▶ [Aim of the exercise]: Every line of the material is to be given again exactly.
↓↓↓
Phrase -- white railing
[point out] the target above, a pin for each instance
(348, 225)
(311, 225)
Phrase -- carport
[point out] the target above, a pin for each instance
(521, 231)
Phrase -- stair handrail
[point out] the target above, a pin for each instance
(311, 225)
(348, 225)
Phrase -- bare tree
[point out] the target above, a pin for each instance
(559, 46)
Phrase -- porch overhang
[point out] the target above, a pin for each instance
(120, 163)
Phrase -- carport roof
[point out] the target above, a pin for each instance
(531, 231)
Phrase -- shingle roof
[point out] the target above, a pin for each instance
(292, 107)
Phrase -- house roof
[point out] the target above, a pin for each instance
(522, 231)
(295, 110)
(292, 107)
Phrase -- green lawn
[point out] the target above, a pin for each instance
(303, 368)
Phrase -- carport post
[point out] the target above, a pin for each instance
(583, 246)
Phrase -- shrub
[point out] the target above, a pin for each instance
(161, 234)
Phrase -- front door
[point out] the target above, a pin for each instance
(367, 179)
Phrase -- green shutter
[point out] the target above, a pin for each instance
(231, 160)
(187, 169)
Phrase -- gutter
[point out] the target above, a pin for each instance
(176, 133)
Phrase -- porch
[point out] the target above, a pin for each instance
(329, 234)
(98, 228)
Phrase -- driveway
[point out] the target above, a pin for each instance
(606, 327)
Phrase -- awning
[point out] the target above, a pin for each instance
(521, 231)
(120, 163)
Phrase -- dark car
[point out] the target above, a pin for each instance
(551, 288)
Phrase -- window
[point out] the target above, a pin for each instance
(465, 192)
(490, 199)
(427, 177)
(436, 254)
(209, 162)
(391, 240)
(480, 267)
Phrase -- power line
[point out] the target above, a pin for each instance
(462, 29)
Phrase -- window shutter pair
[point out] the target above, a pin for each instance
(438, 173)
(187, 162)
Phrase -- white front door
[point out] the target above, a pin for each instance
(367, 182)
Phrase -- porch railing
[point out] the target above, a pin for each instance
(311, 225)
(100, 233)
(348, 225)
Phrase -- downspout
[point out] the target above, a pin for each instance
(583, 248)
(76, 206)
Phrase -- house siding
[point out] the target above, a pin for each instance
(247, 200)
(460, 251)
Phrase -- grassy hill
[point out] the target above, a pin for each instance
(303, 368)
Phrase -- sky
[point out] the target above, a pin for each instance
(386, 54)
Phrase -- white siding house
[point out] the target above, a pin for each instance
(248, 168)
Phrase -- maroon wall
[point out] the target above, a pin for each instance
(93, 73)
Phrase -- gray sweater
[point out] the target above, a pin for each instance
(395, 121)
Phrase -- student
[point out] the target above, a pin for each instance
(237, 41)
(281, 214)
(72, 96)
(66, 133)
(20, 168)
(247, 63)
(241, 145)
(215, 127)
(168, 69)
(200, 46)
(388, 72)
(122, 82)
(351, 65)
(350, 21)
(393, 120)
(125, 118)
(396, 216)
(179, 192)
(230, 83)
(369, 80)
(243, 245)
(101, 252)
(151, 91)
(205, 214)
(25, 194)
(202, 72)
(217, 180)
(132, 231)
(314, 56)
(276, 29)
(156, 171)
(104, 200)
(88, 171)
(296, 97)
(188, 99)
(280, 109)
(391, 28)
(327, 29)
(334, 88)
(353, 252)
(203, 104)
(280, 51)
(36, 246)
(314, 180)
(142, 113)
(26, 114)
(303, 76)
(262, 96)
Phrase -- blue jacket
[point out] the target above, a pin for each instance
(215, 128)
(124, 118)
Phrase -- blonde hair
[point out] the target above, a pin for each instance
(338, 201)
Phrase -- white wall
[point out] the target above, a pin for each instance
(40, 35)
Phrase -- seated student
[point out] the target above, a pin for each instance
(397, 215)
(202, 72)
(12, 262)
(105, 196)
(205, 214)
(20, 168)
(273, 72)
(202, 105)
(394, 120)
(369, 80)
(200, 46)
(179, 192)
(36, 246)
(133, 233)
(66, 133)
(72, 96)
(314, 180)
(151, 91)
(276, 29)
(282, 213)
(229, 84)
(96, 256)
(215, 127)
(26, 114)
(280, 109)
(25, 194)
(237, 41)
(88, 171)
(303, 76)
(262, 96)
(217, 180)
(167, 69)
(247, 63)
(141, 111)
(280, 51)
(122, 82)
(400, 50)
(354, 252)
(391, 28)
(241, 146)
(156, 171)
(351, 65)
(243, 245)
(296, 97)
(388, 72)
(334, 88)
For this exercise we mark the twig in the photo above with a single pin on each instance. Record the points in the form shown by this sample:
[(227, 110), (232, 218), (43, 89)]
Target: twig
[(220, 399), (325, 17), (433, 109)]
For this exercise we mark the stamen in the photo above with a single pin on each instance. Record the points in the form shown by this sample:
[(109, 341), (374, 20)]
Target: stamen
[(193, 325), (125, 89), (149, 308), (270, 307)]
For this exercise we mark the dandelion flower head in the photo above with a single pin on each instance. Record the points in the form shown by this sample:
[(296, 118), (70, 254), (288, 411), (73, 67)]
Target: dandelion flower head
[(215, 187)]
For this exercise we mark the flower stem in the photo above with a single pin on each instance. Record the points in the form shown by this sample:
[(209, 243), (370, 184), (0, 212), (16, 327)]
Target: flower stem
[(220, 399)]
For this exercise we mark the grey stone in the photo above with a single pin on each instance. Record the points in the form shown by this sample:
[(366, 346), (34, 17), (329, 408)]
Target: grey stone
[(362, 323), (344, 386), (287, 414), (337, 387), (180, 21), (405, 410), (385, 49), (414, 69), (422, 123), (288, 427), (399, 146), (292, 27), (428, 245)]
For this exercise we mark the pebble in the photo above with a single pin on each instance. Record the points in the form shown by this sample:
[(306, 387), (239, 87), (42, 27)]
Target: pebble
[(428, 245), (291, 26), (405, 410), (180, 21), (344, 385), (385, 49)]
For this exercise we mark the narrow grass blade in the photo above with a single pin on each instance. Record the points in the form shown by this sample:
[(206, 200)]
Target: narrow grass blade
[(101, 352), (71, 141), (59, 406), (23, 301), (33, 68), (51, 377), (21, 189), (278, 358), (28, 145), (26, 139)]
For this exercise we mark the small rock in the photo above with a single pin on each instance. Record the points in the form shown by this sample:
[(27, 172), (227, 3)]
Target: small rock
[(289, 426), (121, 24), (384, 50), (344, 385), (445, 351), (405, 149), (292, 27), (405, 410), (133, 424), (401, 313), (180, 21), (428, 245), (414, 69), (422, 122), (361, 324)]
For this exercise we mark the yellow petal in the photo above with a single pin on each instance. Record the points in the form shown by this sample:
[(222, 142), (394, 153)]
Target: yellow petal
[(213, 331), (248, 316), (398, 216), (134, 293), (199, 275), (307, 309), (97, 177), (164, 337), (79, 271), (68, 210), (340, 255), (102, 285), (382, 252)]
↑↑↑
▶ [Problem solution]:
Phrase -- white railing
[point out] the target above, a pin for each instance
(348, 225)
(311, 225)
Phrase -- carport
[point out] the target above, a pin for each instance
(521, 231)
Phrase -- stair handrail
[point out] the target above, a pin for each instance
(311, 225)
(348, 225)
Phrase -- bare tree
[point out] the target above, a pin for each instance
(559, 46)
Phrase -- porch overhang
[point out] the target above, a pin for each instance
(120, 163)
Phrase -- carport roof
[point out] the target above, a pin for each instance
(531, 231)
Phrase -- shingle roof
[point out] the target above, a pin for each instance
(292, 107)
Phrase -- house roof
[point out] the target above, a pin for each instance
(522, 231)
(295, 110)
(292, 107)
Phrase -- green lawn
[point out] the target above, a pin for each instance
(303, 368)
Phrase -- carport post
[point out] the target above, a pin for each instance
(583, 246)
Phrase -- shrub
[point out] the target above, a pin for each instance
(161, 234)
Phrase -- front door
[point out] the target above, a pin for each instance
(367, 179)
Phrase -- green shutter
[point out] the target above, a pin for each instance
(231, 160)
(187, 169)
Phrase -- gutter
[point out] the target above, a pin for each instance
(176, 133)
Phrase -- porch
[point out] the target above, a pin for each instance
(329, 234)
(98, 228)
Phrase -- driveway
[point out] the target above, a pin for each instance
(606, 327)
Phrase -- awning
[point out] the target above, a pin for each instance
(521, 231)
(120, 163)
Phrase -- dark car
[point out] the target above, a pin for each instance
(551, 288)
Phrase -- window
[point out] the target above, a pin for each instance
(465, 192)
(490, 199)
(427, 177)
(436, 254)
(209, 162)
(391, 240)
(480, 267)
Phrase -- power line
[point out] the target above, a pin for each instance
(462, 29)
Phrase -- window shutter pair
[point out] the target above, a pin for each instance
(438, 173)
(187, 162)
Phrase -- white front door
[point out] the target above, a pin for each instance
(367, 182)
Phrase -- porch railing
[point out] the target above, a pin for each instance
(311, 225)
(100, 233)
(348, 225)
Phrase -- downspout
[point out] the target above, a pin for each instance
(583, 248)
(76, 206)
Phrase -- house siding
[point out] the target above, a pin for each instance
(247, 200)
(460, 251)
Phrase -- grassy hill
[point out] the target above, a pin for each instance
(303, 368)
Phrase -- sky
[point out] the target above, a pin for each instance
(386, 54)
Phrase -- white siding house
[point out] the target above, a pin for each instance
(248, 168)
Phrase -- maroon wall
[point out] the target above, a pin for each instance
(93, 73)
Phrase -- gray sweater
[point out] the target above, a pin for each instance
(395, 121)
Phrase -- student
[point out] the target above, a pin for each instance
(237, 41)
(281, 214)
(72, 96)
(66, 133)
(20, 168)
(247, 63)
(241, 145)
(215, 127)
(168, 69)
(200, 46)
(388, 72)
(122, 82)
(351, 65)
(350, 21)
(393, 120)
(125, 118)
(396, 216)
(179, 192)
(230, 83)
(369, 80)
(243, 245)
(101, 252)
(151, 91)
(205, 214)
(25, 194)
(202, 72)
(217, 180)
(132, 231)
(314, 56)
(276, 29)
(156, 171)
(104, 200)
(88, 171)
(296, 97)
(188, 99)
(280, 109)
(391, 28)
(327, 29)
(334, 88)
(353, 252)
(203, 104)
(280, 51)
(36, 246)
(314, 180)
(142, 113)
(26, 114)
(303, 76)
(262, 96)
Phrase -- blue jacket
[point out] the target above, a pin for each instance
(215, 128)
(124, 118)
Phrase -- blonde hair
[point out] the target above, a pin for each instance
(338, 201)
Phrase -- white wall
[point out] the target above, a pin for each instance
(40, 35)
Phrase -- seated student
[point out] the target above, a pin for each instance
(397, 215)
(202, 72)
(12, 262)
(105, 196)
(205, 214)
(20, 168)
(273, 72)
(202, 105)
(394, 120)
(369, 80)
(200, 46)
(179, 192)
(36, 246)
(133, 233)
(66, 133)
(72, 96)
(314, 180)
(151, 91)
(276, 29)
(282, 213)
(229, 84)
(96, 256)
(215, 127)
(26, 114)
(280, 109)
(25, 194)
(237, 41)
(88, 171)
(303, 76)
(262, 96)
(217, 180)
(167, 69)
(247, 63)
(141, 111)
(280, 51)
(122, 82)
(400, 50)
(354, 252)
(391, 28)
(241, 146)
(156, 171)
(351, 65)
(243, 245)
(296, 97)
(388, 72)
(334, 88)
For this exercise we mark the twig in the photo above with a single pin on each instance. Record the points in the form shown by this sample:
[(227, 110), (232, 218), (43, 89)]
Target: twig
[(220, 399), (325, 17), (433, 109)]
For this exercise we mark the stamen in the photo above with a single pin on each instance. Record the points in the form shown by this sample:
[(109, 341), (374, 20)]
Target: stamen
[(193, 325), (125, 89), (149, 308), (270, 307)]
For this exercise we mark the dandelion flower head in the photo above with a single pin on each instance. Record the points in the form shown by this sample:
[(296, 118), (70, 254), (288, 411), (73, 67)]
Target: dandelion flower head
[(215, 187)]
For this exercise we mark the flower stem in the photo above with a single pin on each instance. Record the points in the form shown by this sample:
[(209, 243), (370, 184), (0, 212), (16, 327)]
Target: flower stem
[(220, 399)]
For this exercise we mark the grey stone in the photo above with a single pin on each instance. Record the points in the form shown by this sample:
[(366, 346), (34, 17), (329, 408)]
Target: grey stone
[(362, 323), (344, 386), (287, 414), (337, 387), (180, 21), (405, 410), (385, 49), (414, 69), (422, 123), (288, 427), (399, 146), (292, 27), (428, 245)]
For this exercise we mark the pebble in the photo above with a single pin on each instance. Record the points in the form shown by this sample:
[(306, 387), (239, 87), (42, 27)]
Target: pebble
[(428, 245), (291, 26), (405, 410), (180, 21), (344, 385), (385, 49)]
For this exercise we mark the narrow grass blade in the photo above with a single pin on each instance. Record the points in the form shown by this sample:
[(206, 200)]
Target: narrow grass blade
[(101, 352), (71, 141), (59, 406), (23, 301), (33, 68), (51, 377), (21, 189), (278, 358), (28, 145), (26, 139)]
For this exercise we mark the small rock in the photo above with a single pin on each instance. Record the points in the form shown by this sample:
[(27, 172), (227, 3)]
Target: small rock
[(289, 426), (121, 24), (384, 50), (344, 385), (445, 351), (405, 149), (292, 27), (405, 410), (133, 424), (401, 313), (180, 21), (428, 245), (414, 69), (422, 122), (361, 324)]
For this exercise we mark the yellow petal in the photo above with a single pin on each instance. Record the points in the form shown by this sample:
[(222, 142), (394, 153)]
Target: yellow petal
[(213, 331), (248, 316), (398, 216), (134, 293), (199, 275), (307, 309), (97, 177), (164, 337), (79, 271), (68, 210), (340, 255), (102, 285), (382, 252)]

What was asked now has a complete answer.